TEXT:
When made without mayonnaise, cole slaw is a very low-calorie food, and cabbage is an antioxidant-packed cruciferous vegetable. That’s what you’ll find in the Asian-style slaw recipe below.
Today’s tip also highlights a relatively unfamiliar ingredient to Americans, fish sauce. But first:
WHAT’S A SLAW & WHY IS IT “COLE?”
Long a part of the culinary repertoire, “koolsla,” short for “koolsalade,” means cabbage salad in Dutch; Dutch travelers to the New World made the dish with local cabbage. Instead of being torn into bite-size pieces like lettuce salad, the cabbage was thinly sliced or shredded.
Cabbage, the “kool,” is pronounced “cole.” “Sla” is short for “salade.” The term got anglicized in the 18th century as cole slaw (and sometimes, cold slaw).
In English, “slaw” came to specify a salad of shredded vegetables. Over time, shredded cabbage slaw was joined by carrot slaw and more recently, broccoli slaw and shaved Brussels sprouts slaw.
WHAT IS FISH SAUCE?
Called nam pla in Thai and nuoc mam (“salted fish water”) in Vietnamese, fish sauce is an amber-hued condiment prepared from fermented anchovies and salt. An umami flavor lauded as “the fifth taste” after sweet, sour, bitter, and salty, fish sauce is a major ingredient and condiment in Thai and Vietnamese cuisine.

INFORMATION SHOWN:
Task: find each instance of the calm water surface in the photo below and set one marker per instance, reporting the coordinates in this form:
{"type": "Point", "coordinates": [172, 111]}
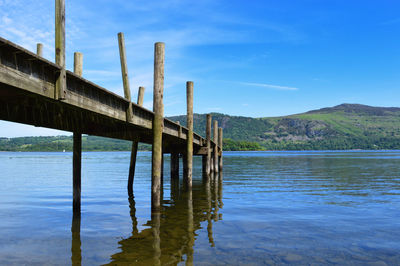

YOUR INSTRUCTIONS: Please repeat word for word the part of the cole slaw text from "When made without" up to and including "slaw recipe below.". Use only the cole slaw text; ignore the lines.

EXERCISE RESULT:
When made without mayonnaise, cole slaw is a very low-calorie food, and cabbage is an antioxidant-packed cruciferous vegetable. That’s what you’ll find in the Asian-style slaw recipe below.